• DER LESETEXT:
•••
Diagnostik der diabetischen Nephropathie

​Das Leitsymptom ist die Mikroalbuminurie, die jedoch nicht in jedem Fall auftreten muss. Für Screeningzwecke stehen hierbei sensitive Teststreifen zur Verfügung. Bei positivem Testergebnis muss sich eine wiederholte quantitative Mikroalbumin-bestimmung anschließen, um die Diagnose der beginnenden diabetischen Nephropathie zu sichern.

In Zukunft könnte der Urinmarker Podocalyxin die Untersuchung auf Mikro-albuminurie ersetzen. Podocalyxin wird bei Zerstörung der Podozyten freigesetzt, was lange vor dem ersten Auftreten der Mikroalbuminurie passiert.

Zur weiteren Abklärung sind ein Blutdruckmonitoring, eine Funduskopie, Urinsedimente und -kulturen, Bestimmung der eGFR und die Bestimmung der Blutfette erforderlich. In der Nierensonographie fallen entweder zu große, normalgroße bzw. die Schrumpfnieren im Endstadium der Niereninsuffizienz auf.

Wann ist eine Nierenbiopsie erforderlich?
•••
• BEREITGESTELLTES MATERIAL:

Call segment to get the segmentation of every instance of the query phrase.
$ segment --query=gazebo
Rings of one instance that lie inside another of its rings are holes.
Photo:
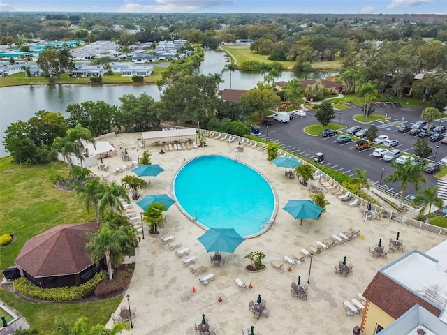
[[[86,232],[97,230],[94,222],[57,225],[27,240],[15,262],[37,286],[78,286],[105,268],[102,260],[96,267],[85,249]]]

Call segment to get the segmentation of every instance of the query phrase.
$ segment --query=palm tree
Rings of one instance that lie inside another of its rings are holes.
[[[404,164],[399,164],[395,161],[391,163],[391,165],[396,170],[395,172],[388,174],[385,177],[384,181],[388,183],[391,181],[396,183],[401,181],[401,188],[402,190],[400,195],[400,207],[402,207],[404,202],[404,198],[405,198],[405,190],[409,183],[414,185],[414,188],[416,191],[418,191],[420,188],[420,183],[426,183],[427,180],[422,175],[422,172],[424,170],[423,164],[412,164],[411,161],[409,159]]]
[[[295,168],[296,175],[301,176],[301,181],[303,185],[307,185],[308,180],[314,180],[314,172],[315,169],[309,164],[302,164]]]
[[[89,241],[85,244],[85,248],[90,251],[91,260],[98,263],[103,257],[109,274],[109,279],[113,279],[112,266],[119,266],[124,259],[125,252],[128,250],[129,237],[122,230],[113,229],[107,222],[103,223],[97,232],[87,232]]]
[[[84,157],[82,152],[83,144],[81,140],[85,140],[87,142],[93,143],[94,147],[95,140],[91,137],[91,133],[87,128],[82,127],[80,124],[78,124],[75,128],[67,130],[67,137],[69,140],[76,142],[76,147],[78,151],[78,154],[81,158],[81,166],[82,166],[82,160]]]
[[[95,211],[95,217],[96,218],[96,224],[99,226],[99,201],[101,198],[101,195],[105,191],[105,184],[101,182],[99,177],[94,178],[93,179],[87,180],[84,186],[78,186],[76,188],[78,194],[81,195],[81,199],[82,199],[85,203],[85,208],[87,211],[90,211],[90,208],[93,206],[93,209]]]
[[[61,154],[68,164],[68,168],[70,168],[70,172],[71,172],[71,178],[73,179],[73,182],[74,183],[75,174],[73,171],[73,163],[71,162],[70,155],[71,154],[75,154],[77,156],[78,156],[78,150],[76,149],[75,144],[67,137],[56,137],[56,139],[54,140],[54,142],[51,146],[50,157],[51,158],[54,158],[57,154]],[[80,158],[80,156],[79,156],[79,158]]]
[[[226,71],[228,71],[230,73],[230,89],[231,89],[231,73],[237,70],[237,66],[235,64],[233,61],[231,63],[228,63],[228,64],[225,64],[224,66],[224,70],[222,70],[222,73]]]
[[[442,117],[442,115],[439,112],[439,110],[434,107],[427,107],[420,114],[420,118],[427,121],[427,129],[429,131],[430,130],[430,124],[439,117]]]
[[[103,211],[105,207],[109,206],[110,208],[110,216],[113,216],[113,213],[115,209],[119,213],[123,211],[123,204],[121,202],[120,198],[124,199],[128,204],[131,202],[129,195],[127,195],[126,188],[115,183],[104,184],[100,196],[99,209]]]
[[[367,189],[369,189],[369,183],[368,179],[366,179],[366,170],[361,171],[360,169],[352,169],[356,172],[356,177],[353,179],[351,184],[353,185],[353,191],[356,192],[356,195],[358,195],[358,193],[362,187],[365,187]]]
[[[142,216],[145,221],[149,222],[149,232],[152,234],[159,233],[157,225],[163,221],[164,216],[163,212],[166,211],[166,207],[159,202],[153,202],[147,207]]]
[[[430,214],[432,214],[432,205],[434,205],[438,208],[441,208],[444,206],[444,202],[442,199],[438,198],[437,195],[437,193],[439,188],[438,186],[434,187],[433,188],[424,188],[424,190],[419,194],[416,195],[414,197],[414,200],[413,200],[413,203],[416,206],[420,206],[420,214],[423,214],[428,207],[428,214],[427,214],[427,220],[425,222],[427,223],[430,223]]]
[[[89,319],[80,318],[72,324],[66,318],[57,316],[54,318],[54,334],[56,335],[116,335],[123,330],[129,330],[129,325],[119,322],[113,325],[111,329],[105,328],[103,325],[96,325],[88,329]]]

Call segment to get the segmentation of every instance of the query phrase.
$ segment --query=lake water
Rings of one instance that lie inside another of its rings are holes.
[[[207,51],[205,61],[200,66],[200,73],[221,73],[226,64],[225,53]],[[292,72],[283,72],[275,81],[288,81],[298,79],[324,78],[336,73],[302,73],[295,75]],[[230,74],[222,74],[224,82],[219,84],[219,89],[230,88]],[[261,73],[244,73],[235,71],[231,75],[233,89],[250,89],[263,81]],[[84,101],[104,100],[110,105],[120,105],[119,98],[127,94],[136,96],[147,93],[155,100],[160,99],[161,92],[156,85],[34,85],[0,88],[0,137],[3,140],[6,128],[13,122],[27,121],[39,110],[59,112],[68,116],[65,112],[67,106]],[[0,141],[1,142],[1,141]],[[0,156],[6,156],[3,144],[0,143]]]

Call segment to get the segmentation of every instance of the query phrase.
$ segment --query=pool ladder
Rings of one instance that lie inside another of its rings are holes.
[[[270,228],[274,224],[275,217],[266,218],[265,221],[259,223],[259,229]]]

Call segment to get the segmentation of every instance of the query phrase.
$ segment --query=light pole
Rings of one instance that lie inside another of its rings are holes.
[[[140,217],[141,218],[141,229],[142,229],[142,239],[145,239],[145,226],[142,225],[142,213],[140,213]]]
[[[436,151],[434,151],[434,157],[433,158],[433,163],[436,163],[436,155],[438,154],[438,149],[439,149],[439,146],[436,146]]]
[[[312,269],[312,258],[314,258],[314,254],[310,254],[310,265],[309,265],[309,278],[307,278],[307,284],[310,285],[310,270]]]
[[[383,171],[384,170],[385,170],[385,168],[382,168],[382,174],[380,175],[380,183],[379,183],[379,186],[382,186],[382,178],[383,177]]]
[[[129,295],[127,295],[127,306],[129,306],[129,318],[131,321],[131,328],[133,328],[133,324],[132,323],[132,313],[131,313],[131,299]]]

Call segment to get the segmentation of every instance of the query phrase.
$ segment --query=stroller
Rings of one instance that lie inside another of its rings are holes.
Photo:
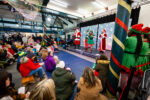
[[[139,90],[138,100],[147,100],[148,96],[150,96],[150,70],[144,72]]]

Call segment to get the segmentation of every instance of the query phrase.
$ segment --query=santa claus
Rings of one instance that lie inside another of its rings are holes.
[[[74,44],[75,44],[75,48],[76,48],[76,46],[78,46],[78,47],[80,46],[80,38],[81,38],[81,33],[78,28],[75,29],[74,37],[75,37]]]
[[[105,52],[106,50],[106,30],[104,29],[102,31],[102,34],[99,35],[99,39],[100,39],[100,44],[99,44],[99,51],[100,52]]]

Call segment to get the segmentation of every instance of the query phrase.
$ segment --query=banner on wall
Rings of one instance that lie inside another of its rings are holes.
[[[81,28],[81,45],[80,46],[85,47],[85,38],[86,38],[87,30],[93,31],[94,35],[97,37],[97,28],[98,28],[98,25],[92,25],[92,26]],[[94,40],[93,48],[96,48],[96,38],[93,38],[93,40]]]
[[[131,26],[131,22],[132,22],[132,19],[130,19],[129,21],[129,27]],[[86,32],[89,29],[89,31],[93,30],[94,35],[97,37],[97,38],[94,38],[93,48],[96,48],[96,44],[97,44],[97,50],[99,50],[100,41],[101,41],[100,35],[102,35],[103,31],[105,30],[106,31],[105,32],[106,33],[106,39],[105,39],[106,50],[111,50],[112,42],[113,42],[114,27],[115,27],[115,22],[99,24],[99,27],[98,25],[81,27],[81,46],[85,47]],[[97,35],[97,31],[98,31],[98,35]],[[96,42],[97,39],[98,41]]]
•••
• DIE AUFGABE:
Beantworte diese Fragen zum Text über die Diagnostik der diabetischen Nephropathie:
1. Was nennt der Text als Leitsymptom?
2. Wann wird Podocalyxin freigesetzt?
3. Welche Nieren können in der Nierensonographie auffallen?
Das Material steht für sich und hat mit dem Lesetext nichts zu tun.

• DEINE ANTWORT:
1. Die Mikroalbuminurie.
2. Bei Zerstörung der Podozyten.
3. Zu große, normalgroße bzw. Schrumpfnieren im Endstadium der Niereninsuffizienz.